Trabalho proposto ::
Transcreva fielmente as linhas do material, da linha que contém "Task: Locate the white" até a linha que contém "[135,154,160,237]", incluindo ambas.

Uma sequência de registros ::
-*-*-
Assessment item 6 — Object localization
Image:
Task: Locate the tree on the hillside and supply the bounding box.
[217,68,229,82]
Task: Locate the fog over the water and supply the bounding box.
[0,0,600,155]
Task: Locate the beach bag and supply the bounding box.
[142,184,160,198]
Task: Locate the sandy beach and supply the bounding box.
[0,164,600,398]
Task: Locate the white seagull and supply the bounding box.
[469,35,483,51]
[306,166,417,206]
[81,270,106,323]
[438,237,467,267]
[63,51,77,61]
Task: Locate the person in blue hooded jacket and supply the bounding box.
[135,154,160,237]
-*-*-
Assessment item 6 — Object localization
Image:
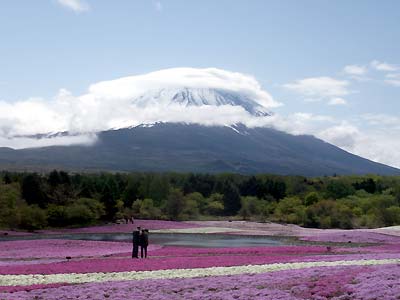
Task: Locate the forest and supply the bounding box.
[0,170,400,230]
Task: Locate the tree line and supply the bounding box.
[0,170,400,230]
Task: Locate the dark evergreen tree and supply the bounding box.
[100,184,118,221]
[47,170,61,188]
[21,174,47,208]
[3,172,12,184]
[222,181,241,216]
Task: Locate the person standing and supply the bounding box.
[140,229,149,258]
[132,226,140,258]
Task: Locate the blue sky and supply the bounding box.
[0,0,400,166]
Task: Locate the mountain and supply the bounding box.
-*-*-
Resolução comentada ::
Task: Locate the white seagull and supply the bounding box.
[469,35,483,51]
[306,166,417,206]
[81,270,106,323]
[438,237,467,267]
[63,51,77,61]
Task: Locate the person in blue hooded jacket and supply the bounding box.
[135,154,160,237]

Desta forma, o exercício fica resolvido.